** begin Source material **

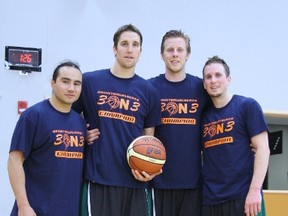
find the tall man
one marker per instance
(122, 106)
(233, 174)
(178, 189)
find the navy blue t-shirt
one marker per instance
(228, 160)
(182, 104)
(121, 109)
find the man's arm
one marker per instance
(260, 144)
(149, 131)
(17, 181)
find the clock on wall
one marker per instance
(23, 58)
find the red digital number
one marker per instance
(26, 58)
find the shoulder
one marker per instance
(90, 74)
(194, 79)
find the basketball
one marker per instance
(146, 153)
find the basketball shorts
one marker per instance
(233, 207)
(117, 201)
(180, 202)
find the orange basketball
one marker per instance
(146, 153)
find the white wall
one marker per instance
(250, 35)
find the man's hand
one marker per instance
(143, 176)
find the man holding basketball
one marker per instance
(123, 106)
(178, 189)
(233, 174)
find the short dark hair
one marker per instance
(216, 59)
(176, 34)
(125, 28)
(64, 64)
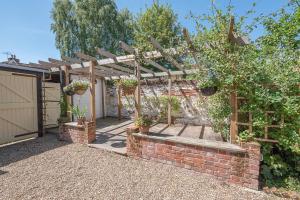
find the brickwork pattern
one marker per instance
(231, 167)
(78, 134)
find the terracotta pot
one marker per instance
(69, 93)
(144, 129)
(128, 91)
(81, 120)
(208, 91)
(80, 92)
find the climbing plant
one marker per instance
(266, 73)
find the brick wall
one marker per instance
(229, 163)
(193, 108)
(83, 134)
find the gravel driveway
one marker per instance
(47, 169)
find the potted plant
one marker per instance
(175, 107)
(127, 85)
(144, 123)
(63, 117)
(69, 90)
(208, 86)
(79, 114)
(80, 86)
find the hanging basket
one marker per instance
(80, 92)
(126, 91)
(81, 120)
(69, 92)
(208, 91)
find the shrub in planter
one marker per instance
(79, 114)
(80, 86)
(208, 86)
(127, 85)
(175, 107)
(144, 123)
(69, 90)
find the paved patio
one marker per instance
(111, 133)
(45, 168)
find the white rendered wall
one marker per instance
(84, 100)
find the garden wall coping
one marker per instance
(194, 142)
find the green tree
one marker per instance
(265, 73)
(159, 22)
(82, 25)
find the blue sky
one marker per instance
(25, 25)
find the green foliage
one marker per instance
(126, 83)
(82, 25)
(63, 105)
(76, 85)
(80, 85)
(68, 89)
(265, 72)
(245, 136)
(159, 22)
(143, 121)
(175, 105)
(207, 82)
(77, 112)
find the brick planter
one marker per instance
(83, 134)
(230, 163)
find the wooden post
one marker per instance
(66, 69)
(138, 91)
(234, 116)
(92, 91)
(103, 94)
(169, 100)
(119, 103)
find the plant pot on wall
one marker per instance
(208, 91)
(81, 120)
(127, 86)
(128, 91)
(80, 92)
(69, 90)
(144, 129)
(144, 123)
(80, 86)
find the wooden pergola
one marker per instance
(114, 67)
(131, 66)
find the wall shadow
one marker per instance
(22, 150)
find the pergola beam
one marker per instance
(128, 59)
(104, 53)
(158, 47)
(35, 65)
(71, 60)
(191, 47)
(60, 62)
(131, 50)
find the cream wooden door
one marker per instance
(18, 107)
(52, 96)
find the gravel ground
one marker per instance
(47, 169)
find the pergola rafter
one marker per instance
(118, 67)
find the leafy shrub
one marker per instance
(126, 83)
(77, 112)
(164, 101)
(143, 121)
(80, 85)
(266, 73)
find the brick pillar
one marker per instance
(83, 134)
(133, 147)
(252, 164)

** end Source material **
** begin Source material **

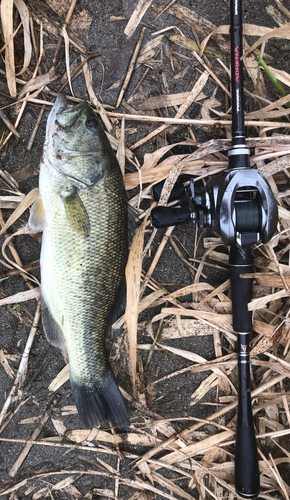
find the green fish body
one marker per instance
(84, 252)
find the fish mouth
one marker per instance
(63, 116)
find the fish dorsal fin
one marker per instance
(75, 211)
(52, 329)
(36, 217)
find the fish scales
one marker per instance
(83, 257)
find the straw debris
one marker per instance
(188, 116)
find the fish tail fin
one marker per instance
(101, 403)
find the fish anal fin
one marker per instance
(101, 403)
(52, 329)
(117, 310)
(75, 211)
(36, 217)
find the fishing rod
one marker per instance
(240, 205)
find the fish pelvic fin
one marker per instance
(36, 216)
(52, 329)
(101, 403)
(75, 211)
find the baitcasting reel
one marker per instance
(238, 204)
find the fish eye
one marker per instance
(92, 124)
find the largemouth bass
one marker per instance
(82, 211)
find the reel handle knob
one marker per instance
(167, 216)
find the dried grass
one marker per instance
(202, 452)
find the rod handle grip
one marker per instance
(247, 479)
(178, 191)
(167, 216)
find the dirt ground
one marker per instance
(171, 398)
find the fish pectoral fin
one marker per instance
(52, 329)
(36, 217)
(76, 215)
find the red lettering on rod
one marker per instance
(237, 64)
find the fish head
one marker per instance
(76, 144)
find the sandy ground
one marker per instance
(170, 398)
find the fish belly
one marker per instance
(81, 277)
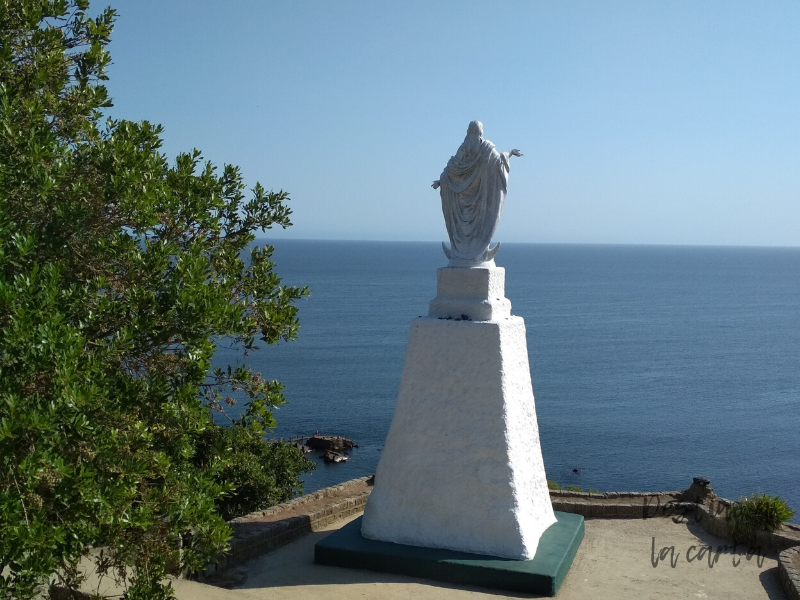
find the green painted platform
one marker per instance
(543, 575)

** end Source material **
** begin Source material **

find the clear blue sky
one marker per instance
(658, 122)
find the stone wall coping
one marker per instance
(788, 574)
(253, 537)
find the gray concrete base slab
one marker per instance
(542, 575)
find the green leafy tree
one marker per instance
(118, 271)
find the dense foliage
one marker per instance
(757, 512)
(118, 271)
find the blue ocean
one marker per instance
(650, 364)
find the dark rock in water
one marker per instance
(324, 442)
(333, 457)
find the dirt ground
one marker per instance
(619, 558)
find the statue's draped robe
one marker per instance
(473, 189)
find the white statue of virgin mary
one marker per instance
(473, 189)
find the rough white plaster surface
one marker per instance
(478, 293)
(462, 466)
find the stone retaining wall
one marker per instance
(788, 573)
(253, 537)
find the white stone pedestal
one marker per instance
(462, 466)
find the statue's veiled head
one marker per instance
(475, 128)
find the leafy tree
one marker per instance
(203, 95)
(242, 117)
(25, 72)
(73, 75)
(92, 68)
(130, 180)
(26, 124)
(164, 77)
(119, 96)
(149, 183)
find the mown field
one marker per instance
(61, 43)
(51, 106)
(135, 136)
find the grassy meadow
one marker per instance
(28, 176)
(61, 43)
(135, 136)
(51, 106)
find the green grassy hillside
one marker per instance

** end Source material **

Instructions to follow: How many lines in the material above contain the string "planter"? Reply with the number alone.

Response for this exercise: 2